[Extracted data]:
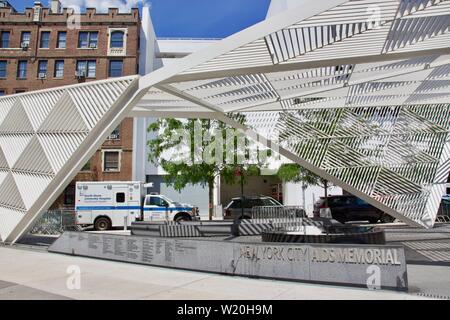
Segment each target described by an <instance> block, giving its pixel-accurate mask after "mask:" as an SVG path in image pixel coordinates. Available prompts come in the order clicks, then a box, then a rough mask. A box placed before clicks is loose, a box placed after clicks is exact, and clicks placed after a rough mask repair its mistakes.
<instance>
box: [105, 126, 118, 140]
mask: <svg viewBox="0 0 450 320" xmlns="http://www.w3.org/2000/svg"><path fill="white" fill-rule="evenodd" d="M119 139H120V126H118V127H117V128H116V129H114V131H113V132H111V134H110V135H109V136H108V140H119Z"/></svg>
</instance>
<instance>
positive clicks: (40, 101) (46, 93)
mask: <svg viewBox="0 0 450 320" xmlns="http://www.w3.org/2000/svg"><path fill="white" fill-rule="evenodd" d="M63 92H64V91H63V90H55V91H44V92H42V93H38V94H35V95H25V96H23V97H22V98H21V99H20V100H21V101H22V105H23V107H24V109H25V111H26V113H27V114H28V117H29V119H30V121H31V123H32V125H33V128H34V130H37V129H38V128H39V126H40V125H41V124H42V122H43V121H44V119H45V118H46V117H47V116H48V114H49V113H50V111H51V110H52V108H53V107H54V106H55V104H56V102H57V101H58V100H59V99H60V98H61V95H62V94H63Z"/></svg>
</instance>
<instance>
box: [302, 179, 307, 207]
mask: <svg viewBox="0 0 450 320" xmlns="http://www.w3.org/2000/svg"><path fill="white" fill-rule="evenodd" d="M306 188H308V186H307V185H306V184H305V183H304V182H303V184H302V202H303V210H305V213H306Z"/></svg>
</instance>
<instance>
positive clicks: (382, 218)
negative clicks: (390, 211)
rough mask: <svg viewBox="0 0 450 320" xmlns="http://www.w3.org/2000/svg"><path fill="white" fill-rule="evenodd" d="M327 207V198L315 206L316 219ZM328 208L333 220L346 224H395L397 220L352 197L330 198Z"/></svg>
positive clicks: (383, 212)
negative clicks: (352, 223)
mask: <svg viewBox="0 0 450 320" xmlns="http://www.w3.org/2000/svg"><path fill="white" fill-rule="evenodd" d="M325 207H326V204H325V197H321V198H320V199H319V200H318V201H317V202H316V203H315V204H314V210H313V213H314V217H320V209H323V208H325ZM328 207H329V208H330V211H331V216H332V218H333V219H335V220H337V221H339V222H341V223H346V222H348V221H369V222H370V223H377V222H378V221H381V222H385V223H388V222H393V221H394V220H395V219H394V218H392V217H391V216H390V215H388V214H386V213H384V212H383V211H381V210H380V209H377V208H375V207H374V206H372V205H370V204H368V203H367V202H365V201H364V200H362V199H359V198H358V197H355V196H352V195H345V196H329V197H328Z"/></svg>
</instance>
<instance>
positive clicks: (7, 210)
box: [0, 205, 25, 241]
mask: <svg viewBox="0 0 450 320" xmlns="http://www.w3.org/2000/svg"><path fill="white" fill-rule="evenodd" d="M0 211H1V213H2V214H0V239H1V241H6V236H7V235H8V234H10V232H11V231H12V230H13V229H14V228H15V227H16V226H17V224H18V223H19V222H20V220H22V219H23V217H24V215H25V212H24V211H20V210H15V209H12V208H7V207H2V206H1V205H0Z"/></svg>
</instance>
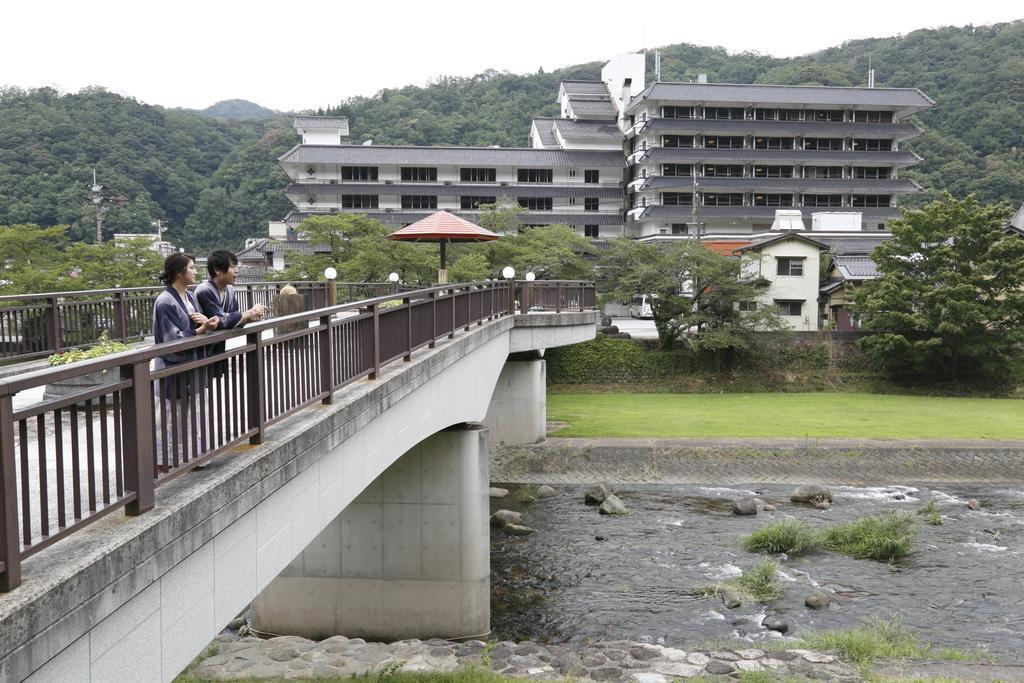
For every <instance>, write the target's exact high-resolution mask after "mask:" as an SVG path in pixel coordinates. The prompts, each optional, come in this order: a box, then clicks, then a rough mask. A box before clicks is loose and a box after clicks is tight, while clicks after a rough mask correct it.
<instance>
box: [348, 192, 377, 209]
mask: <svg viewBox="0 0 1024 683" xmlns="http://www.w3.org/2000/svg"><path fill="white" fill-rule="evenodd" d="M341 208H342V209H376V208H377V195H342V196H341Z"/></svg>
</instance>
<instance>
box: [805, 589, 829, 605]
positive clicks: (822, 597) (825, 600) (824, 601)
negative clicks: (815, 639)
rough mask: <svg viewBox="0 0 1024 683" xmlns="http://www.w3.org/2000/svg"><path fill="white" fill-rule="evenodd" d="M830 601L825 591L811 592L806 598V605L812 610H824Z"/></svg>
mask: <svg viewBox="0 0 1024 683" xmlns="http://www.w3.org/2000/svg"><path fill="white" fill-rule="evenodd" d="M830 601H831V599H830V598H829V597H828V594H827V593H825V592H824V591H811V592H810V593H808V594H807V595H806V596H804V604H805V605H807V606H808V607H810V608H811V609H824V608H825V607H827V606H828V603H829V602H830Z"/></svg>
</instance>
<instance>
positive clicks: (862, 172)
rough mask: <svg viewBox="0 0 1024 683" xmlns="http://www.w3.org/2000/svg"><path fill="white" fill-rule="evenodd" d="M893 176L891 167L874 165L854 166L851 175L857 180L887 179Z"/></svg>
mask: <svg viewBox="0 0 1024 683" xmlns="http://www.w3.org/2000/svg"><path fill="white" fill-rule="evenodd" d="M892 176H893V170H892V169H891V168H885V167H884V166H883V167H876V166H854V167H853V177H855V178H857V179H858V180H888V179H889V178H891V177H892Z"/></svg>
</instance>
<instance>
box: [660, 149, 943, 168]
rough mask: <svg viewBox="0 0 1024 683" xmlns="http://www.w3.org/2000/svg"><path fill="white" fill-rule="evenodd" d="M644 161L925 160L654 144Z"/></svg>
mask: <svg viewBox="0 0 1024 683" xmlns="http://www.w3.org/2000/svg"><path fill="white" fill-rule="evenodd" d="M641 161H659V162H679V163H689V162H705V163H726V162H733V163H742V162H764V163H766V164H778V163H782V162H792V163H800V164H854V165H857V166H865V165H866V166H911V165H913V164H918V163H921V161H923V160H922V159H921V157H919V156H918V155H915V154H913V153H912V152H846V151H836V152H819V151H817V150H710V148H698V147H651V148H650V150H648V151H647V154H646V155H644V156H643V157H642V159H641Z"/></svg>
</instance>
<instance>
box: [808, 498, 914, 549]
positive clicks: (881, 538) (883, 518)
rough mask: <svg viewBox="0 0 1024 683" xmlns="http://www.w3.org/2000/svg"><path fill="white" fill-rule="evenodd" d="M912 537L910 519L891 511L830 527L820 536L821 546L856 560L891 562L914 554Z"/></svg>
mask: <svg viewBox="0 0 1024 683" xmlns="http://www.w3.org/2000/svg"><path fill="white" fill-rule="evenodd" d="M915 535H916V524H915V523H914V518H913V515H911V514H910V513H909V512H906V511H903V510H894V511H892V512H889V513H886V514H881V515H868V516H866V517H861V518H860V519H856V520H854V521H851V522H845V523H842V524H836V525H835V526H830V527H828V528H827V529H825V530H824V532H823V533H822V535H821V545H822V546H823V547H824V548H826V549H828V550H831V551H835V552H837V553H843V554H844V555H850V556H852V557H856V558H857V559H872V560H883V561H886V562H891V561H893V560H896V559H899V558H900V557H903V556H905V555H908V554H909V553H910V552H911V551H912V550H913V539H914V536H915Z"/></svg>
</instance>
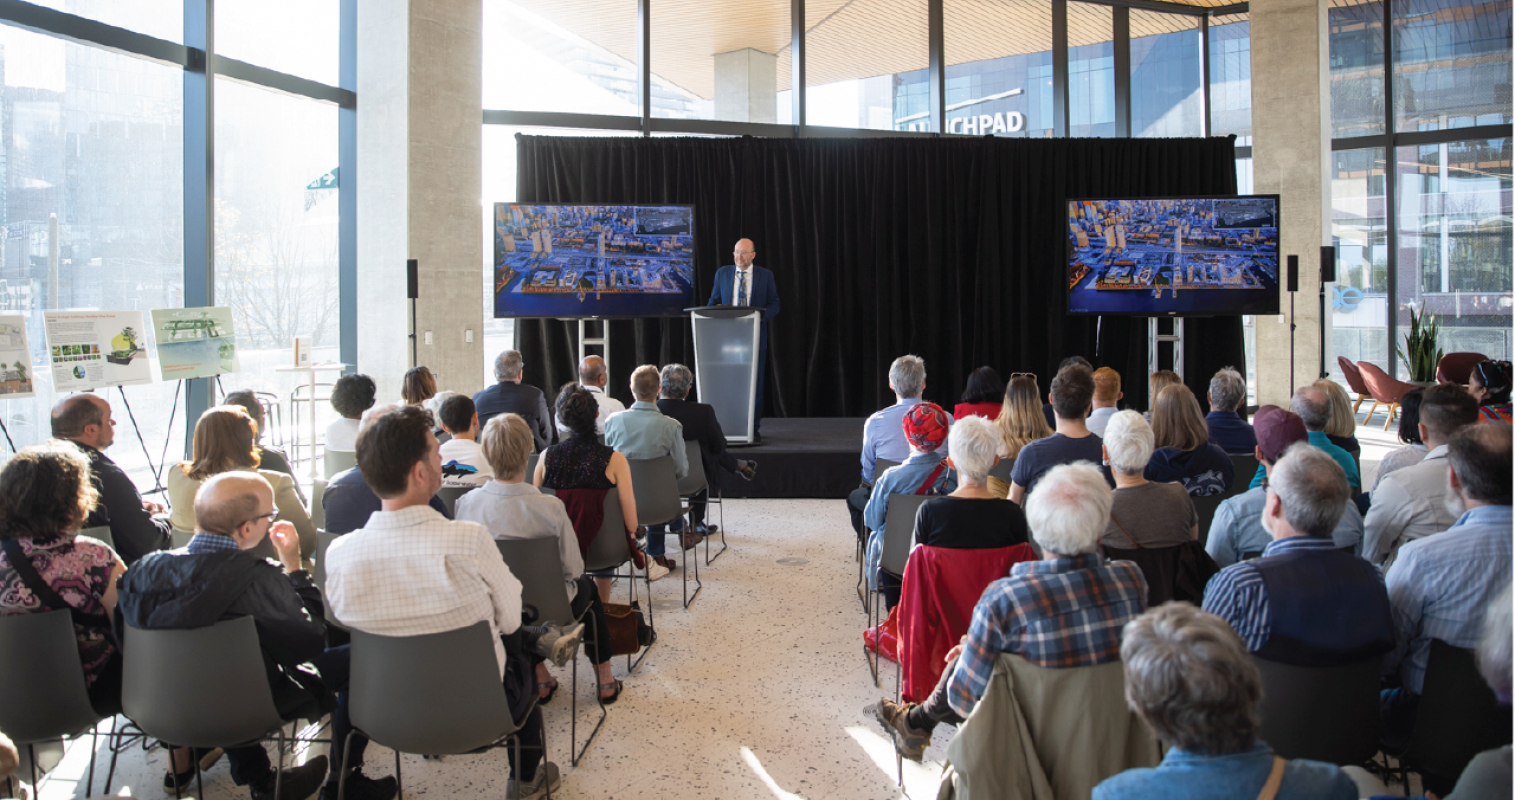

[Work task]:
Pick out every line of the records that contains the word "prompts", matching case exactly, and copy each one.

[Answer box]:
Segment each target described by an <instance> block, giving its pixel-accurate mask after "mask:" as an SVG path in image pixel coordinates. Available prompts come in the order clicks, then a box, then a rough mask. A box placed before clicks is loose, a box placed after clicks is exact, and clicks placed after a rough mask repair its mistakes.
For every <instance>, write the target's exact high-resolution mask after "mask:" as an SVG path in pixel coordinates. The prompts, each optional, come in this order: a box, then clicks, then a rough mask. A box before clicks is loose and a box after clicks is tight, while clicks after a rough mask correct it.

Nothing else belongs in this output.